>>>

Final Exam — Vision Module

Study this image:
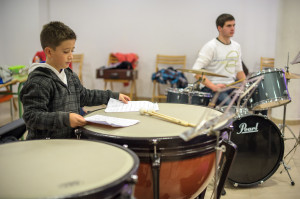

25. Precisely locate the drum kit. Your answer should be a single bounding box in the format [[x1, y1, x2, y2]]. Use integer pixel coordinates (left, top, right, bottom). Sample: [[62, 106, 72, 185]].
[[0, 65, 300, 199]]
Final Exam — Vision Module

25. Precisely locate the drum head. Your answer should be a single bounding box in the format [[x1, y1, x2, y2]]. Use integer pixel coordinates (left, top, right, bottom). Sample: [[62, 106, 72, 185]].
[[228, 115, 284, 186], [0, 140, 139, 198]]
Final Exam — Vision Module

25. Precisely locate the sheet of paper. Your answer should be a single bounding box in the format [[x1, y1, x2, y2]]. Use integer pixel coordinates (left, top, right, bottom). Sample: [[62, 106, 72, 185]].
[[84, 115, 140, 127], [105, 98, 159, 112]]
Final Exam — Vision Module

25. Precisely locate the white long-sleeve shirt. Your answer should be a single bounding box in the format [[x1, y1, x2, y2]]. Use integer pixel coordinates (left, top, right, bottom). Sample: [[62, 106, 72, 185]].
[[193, 39, 243, 84]]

<<<

◆ Short exercise
Reproduce every one of the entries above with "Precisely locate" swapped for "Find the exact position of" and everything else left unchanged. Leave the pictures out.

◆ Response to the task
Final Exam — Vision Module

Study this image:

25. Find the exact position of the drum kit. Your answer should be a single bounding box in the format [[x1, y1, x2, y2]]. Use integer pixel coordinates (left, top, right, bottom). Sample: [[62, 106, 72, 185]].
[[0, 65, 300, 199]]
Final Exam — Vision Module

25. Find the exact position of the drum head. Your answer should be a single bounding box in the format [[x1, y1, x2, y2]]. Use integer pixel coordinates (left, top, right, bottom). Sample: [[62, 106, 72, 185]].
[[228, 115, 284, 186], [0, 140, 139, 198]]
Final Exam — Vision Module

25. Find the exact position of the sheet of paper. Your answer should be a single bounding box in the format [[x1, y1, x2, y2]]. Use integer pixel coordinates (left, top, right, bottom). Sample: [[62, 106, 72, 185]].
[[84, 115, 140, 127], [105, 98, 159, 112]]
Final Exam — Vision Module

25. Find the exact position of the white long-sleeve shirt. Your answer should be a single bounding box in the format [[x1, y1, x2, y2]]. Use integer pixel coordinates (left, top, right, bottom). Sample: [[62, 106, 72, 185]].
[[193, 39, 243, 84]]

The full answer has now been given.